Passage shown ▸
────

The second of the two books contains somewhat less antiquarian research, but more practical information than the first. It is a record of the second expedition (also equipped at the expense of the Egyptian Government by order of the ex-Khedive), and is full of pleasant travel-talk and adventure. Setting out from Cairo in a sickly season and under the most unfavourable circumstances—the resources of the country being drained by distress at home and the Turkish-Russian war abroad—they at length got under way once more for the desert, not without encountering hair-breadth escapes from the bursting of some of the tubes of the engine of their steamer. Once landed, the initial difficulties of desert travel had to be encountered. “It had been reported,” says Captain Burton, “that I was the happy possessor of £22,000, mostly to be spent in El-Muwaylah. The unsettled Arabs plunder and slay; the settled Arabs slander and cheat.” These, however, were soon smoothed over by the commander’s tact and firmness, the rival claims of two tribes to act as escort were disposed of, and the work of the expedition then began.
The first march, through Madyan proper (North Midian), occupied fifty-four days. The country was essentially a mining district, and very rich in mineral wealth, though, strange to say, it had not been much worked by the ancients. The first expedition found free gold in the basalt, but the researches of the second yielded none. The second march, through South Midian, lasted eighteen days. Its principal object was to ascertain the depth from east to west of the quartz formations, and to explore the virgin region towards the east. Here, however, they were stopped by the exactions and turbulent conduct of the Maazeh, who tried to pick quarrels with their Huweitat guides, and made it impossible for Captain Burton to proceed without such loss of time and other inconveniences as must have sacrificed the other and more important objects of the expedition. The last journey was through the southern portion of Midian, and lasted twenty-four days. This part of the country has been systematically worked in former times, and it is here that the gold and silver mines are placed by the mediæval Arab geographers.

────

Source information ▸
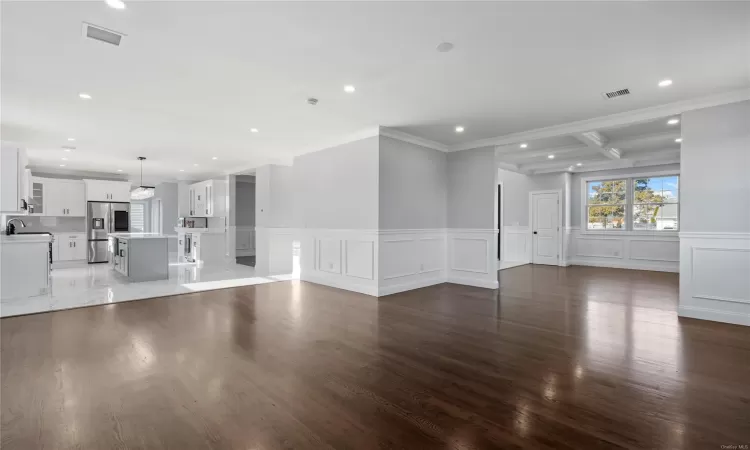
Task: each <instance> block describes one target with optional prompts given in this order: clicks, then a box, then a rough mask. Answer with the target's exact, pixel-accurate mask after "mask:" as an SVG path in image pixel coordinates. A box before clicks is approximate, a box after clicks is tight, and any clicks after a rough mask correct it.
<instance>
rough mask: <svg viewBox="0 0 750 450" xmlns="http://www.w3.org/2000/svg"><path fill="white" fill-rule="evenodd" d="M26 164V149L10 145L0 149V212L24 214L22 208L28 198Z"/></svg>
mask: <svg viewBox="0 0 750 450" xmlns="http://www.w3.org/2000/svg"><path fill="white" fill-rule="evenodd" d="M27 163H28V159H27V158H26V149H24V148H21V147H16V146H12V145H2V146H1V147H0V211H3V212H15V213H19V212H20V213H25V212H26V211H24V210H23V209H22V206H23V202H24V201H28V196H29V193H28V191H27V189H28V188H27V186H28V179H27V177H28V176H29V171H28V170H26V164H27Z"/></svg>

────

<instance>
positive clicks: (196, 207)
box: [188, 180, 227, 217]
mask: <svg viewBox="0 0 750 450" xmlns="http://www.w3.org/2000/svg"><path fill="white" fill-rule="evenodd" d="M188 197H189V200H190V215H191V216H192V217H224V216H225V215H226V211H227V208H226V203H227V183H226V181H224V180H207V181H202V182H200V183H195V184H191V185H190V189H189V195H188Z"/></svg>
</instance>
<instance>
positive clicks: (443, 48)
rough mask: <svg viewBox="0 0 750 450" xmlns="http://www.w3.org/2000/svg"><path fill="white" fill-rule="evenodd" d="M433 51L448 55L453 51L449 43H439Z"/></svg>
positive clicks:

────

Task instructions ▸ Write the next part of the account of Captain Burton's second expedition through Midian, starting after its closing sentence.

Task response ▸
Throughout Midian, ruined towns, villages, mining stations, and smelting furnaces were found, testifying to the former mining industry of the country, and described by Captain Burton in his usual graphic and careful style.
That Midian abounds in mineral wealth, and that gold and silver may be found in plenty there, is clear both from the documentary evidence of the author and from the testimony of the physical and geological features of the country. The very first reconnaissance showed a formation exactly reproducing “the conditions which Australia shows, and which produced the huge ‘welcome nugget’ of Ballarat.” The country also closely resembles the known gold-working sites of Ancient Egypt, but with filons of larger size. Some of these “Ophirs of Egypt Proper” yielded the treasury of Ramses the Great the enormous sum of £90,000,000 a year, as hieroglyphic inscriptions tell us. Herodotus, too, tells us of the immense wealth in the precious metals possessed by some of the Pharaohs. The modern Bedawins have legends of “gold pieces, square as well as round, bearing, by way of inscription, ‘prayers’ to the Apostle of Allah,” which Captain Burton suspects to be “the Tibr, or ‘pure gold-dust,’ washed from the sands and cast probably in rude moulds.” The close proximity to the sea and the facilities of the country for transport, it being “prepared by Nature to receive a tramway,” remove half the difficulties of working.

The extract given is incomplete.